== Ihre Anweisungen ==
Geben Sie den Auszug über Gerechtigkeit in der EU vollständig und wortgetreu wieder.

In der deutschen Diskussion wird die Gerechtigkeitsfrage allzu häufig auf ihre verteilende Dimension reduziert. Das ebenso zentrale Strukturelement ausgleichender Gerechtigkeit wird gerne in den Hintergrund gedrängt. Es stimmt, dass Deutschland mit 17 Prozent der EU-Bürgerschaft nur 13 Prozent der Stimmen im Europäischen Parlament hat und dass Deutschland 20 Prozent zum EU-Budget beisteuert, aber nur 12 Prozent an Rückflüssen erhält. Zu selten aber wird darauf hingewiesen, dass in jeder föderativen Ordnung der Schutz der kleineren Teile und die Solidarität mit den schwächeren Teilen stets Vorbedingung für das Funktionieren des Ganzen sind. Niemand käme etwa in den USA auf die Idee, dass Nebraska weniger Senatoren stellen solle als das bevölkerungsreichere Kalifornien.

Zahlmeistervorurteil.

== Material ==

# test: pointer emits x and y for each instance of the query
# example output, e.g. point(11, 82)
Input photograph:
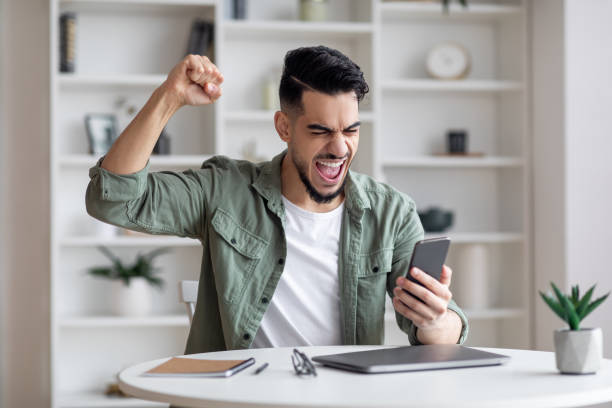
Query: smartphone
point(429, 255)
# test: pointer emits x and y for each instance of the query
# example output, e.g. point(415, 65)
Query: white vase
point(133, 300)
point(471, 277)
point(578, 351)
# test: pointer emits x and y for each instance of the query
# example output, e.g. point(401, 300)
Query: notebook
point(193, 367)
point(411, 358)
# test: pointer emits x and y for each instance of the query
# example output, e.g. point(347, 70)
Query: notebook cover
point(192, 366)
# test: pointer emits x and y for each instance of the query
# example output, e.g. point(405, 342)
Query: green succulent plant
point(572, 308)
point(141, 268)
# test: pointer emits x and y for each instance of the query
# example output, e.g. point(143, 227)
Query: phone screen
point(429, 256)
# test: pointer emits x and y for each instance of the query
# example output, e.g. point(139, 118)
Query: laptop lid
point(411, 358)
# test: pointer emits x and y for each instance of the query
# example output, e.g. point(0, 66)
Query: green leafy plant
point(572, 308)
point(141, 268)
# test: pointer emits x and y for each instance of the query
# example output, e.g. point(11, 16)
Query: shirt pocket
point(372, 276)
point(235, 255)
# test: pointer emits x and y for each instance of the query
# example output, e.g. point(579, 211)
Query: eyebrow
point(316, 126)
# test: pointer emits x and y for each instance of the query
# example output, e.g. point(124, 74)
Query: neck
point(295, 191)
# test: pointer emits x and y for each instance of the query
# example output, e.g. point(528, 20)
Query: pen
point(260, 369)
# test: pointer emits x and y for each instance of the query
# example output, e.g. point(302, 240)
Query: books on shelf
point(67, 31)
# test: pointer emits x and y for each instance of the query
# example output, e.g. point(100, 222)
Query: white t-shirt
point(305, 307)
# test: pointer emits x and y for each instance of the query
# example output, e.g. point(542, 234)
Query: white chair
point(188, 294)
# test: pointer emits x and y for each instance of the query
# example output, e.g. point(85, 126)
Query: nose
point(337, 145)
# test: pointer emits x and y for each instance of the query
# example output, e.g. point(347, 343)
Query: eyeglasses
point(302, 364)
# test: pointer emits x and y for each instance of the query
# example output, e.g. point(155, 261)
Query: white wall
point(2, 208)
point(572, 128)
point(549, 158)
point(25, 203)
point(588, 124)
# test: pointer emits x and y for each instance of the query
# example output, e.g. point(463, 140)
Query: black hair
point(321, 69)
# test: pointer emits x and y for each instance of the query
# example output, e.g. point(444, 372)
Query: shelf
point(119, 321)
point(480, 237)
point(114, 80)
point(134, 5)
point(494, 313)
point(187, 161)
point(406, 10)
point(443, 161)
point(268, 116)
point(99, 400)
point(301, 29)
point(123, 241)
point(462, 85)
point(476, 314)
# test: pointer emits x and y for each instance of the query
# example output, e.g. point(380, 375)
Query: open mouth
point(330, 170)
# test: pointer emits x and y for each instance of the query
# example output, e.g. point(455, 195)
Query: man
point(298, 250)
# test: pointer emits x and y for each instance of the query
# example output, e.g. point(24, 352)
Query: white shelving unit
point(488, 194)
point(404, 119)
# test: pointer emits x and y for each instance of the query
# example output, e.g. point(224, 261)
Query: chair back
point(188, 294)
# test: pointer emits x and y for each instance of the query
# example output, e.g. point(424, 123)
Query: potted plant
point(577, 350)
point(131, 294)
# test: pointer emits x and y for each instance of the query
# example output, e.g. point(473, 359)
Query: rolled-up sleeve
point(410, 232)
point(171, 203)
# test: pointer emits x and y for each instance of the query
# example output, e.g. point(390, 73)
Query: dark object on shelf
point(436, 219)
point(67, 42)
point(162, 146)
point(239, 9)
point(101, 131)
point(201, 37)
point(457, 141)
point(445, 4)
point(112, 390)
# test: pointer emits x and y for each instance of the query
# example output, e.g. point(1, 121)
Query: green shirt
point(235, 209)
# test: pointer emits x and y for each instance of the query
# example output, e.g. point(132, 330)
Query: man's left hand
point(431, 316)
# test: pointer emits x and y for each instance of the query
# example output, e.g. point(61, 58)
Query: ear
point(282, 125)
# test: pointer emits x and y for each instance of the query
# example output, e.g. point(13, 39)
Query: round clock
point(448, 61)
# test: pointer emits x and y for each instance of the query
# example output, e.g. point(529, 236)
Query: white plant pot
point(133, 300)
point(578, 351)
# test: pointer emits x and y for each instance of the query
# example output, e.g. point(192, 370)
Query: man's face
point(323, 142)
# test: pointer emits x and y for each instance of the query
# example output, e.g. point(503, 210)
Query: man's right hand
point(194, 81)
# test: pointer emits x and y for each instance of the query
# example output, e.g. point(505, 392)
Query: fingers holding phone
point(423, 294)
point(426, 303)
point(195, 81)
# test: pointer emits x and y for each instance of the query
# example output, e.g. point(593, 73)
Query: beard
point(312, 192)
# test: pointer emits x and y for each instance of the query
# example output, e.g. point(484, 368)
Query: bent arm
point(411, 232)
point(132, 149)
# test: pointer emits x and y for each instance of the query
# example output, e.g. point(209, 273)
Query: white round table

...

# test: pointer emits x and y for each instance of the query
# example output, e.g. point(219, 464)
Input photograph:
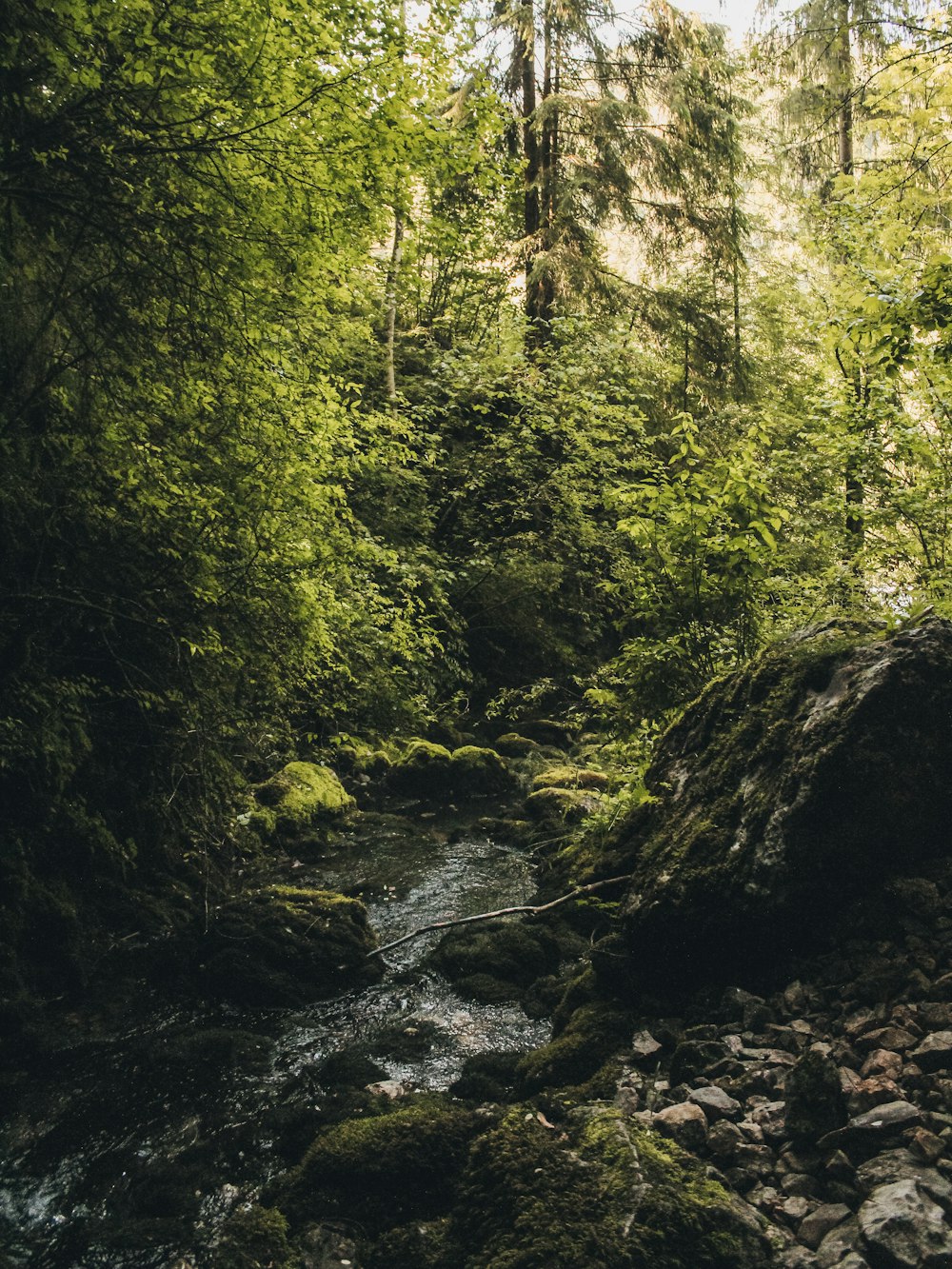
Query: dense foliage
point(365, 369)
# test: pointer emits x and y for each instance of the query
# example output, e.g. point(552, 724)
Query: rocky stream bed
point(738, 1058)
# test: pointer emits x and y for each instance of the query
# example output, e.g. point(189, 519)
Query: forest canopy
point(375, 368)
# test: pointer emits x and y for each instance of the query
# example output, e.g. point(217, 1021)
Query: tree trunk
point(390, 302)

== Antwort unten ==
In der deutschen Diskussion wird die Gerechtigkeitsfrage allzu häufig auf ihre verteilende Dimension reduziert. Das ebenso zentrale Strukturelement ausgleichender Gerechtigkeit wird gerne in den Hintergrund gedrängt. Es stimmt, dass Deutschland mit 17 Prozent der EU-Bürgerschaft nur 13 Prozent der Stimmen im Europäischen Parlament hat und dass Deutschland 20 Prozent zum EU-Budget beisteuert, aber nur 12 Prozent an Rückflüssen erhält. Zu selten aber wird darauf hingewiesen, dass in jeder föderativen Ordnung der Schutz der kleineren Teile und die Solidarität mit den schwächeren Teilen stets Vorbedingung für das Funktionieren des Ganzen sind. Niemand käme etwa in den USA auf die Idee, dass Nebraska weniger Senatoren stellen solle als das bevölkerungsreichere Kalifornien.

Zahlmeistervorurteil.